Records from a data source

--*--

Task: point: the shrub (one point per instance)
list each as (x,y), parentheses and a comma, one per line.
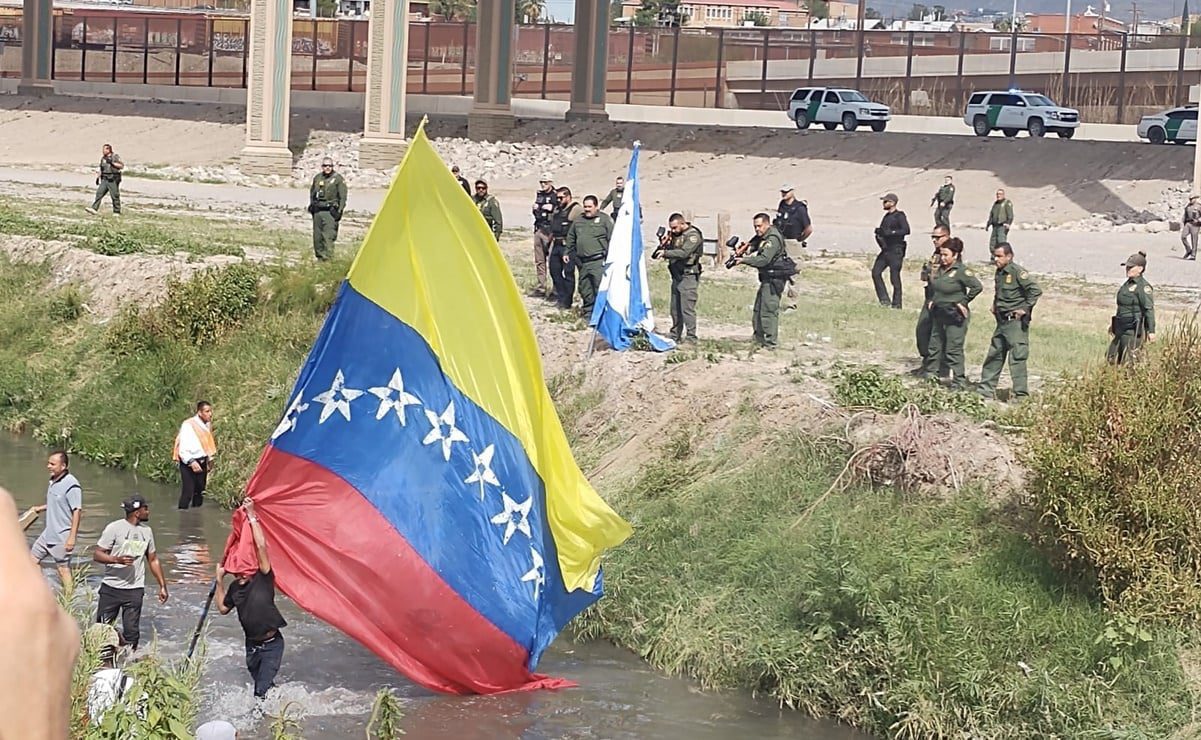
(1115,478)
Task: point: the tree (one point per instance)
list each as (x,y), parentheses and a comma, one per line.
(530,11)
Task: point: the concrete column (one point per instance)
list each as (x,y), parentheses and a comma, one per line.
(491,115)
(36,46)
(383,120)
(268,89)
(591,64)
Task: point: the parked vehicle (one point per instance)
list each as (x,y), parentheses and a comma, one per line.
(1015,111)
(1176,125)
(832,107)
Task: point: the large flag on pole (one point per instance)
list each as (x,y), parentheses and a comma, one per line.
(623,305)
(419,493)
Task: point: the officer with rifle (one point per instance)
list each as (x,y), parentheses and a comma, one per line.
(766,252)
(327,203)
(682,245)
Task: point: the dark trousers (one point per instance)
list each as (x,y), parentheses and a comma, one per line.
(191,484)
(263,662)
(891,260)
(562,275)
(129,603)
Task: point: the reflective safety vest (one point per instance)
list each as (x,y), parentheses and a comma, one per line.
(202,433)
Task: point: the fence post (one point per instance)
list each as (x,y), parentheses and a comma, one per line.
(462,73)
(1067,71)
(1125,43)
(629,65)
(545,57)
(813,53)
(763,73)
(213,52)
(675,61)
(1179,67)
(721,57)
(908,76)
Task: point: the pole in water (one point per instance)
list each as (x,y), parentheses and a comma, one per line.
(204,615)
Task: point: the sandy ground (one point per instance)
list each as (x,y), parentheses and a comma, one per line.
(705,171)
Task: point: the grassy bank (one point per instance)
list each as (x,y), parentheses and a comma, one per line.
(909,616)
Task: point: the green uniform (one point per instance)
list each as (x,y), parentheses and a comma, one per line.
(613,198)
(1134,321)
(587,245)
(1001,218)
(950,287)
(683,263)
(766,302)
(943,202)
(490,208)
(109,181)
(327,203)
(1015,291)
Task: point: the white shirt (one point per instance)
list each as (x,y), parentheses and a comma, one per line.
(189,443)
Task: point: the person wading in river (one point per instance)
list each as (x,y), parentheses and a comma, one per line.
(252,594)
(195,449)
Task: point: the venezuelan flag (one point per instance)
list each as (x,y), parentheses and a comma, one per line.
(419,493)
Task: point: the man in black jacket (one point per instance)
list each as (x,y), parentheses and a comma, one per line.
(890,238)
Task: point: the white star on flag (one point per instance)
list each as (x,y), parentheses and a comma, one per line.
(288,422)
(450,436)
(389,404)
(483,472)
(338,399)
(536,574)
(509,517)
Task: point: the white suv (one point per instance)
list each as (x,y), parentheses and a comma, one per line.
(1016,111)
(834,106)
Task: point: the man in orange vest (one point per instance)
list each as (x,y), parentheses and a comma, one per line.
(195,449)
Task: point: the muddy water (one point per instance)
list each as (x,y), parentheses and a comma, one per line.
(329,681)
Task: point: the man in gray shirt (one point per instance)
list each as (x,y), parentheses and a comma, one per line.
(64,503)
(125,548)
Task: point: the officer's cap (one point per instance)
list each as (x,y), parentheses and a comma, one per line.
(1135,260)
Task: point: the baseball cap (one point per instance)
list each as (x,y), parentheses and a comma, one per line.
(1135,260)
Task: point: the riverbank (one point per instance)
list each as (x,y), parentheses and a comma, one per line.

--*--

* GIVEN INSTRUCTION:
Transcribe the stretch of data from the line containing "Task: point: the white suv" through the end of the data, reproducing each line without change.

* RESPONSE BELOW:
Task: point: the white suv (one point per instance)
list each as (x,y), parentheses and a comma, one per line.
(1016,111)
(834,106)
Task: point: the man in orange vest (one point per instance)
list each as (x,y), parentheses and a comma, one per line.
(195,449)
Task: point: the muddy water (one point per instance)
list each as (x,y), parentheses and a comma, one per line.
(329,681)
Task: point: the man in gray shirt (one point per instance)
list each as (x,y), parentheses and a comma, one per line.
(64,503)
(125,548)
Task: point: the officer's cap (one point per instance)
list each as (x,y), parentheses and a comma, one per line.
(1135,260)
Task: point: the baseball cap (one point per instance)
list each as (x,y), parentheses and a comma, one per line.
(1135,260)
Task: point: the riverbank (one point per instance)
list each as (x,y), parentheses and a comma, one per line.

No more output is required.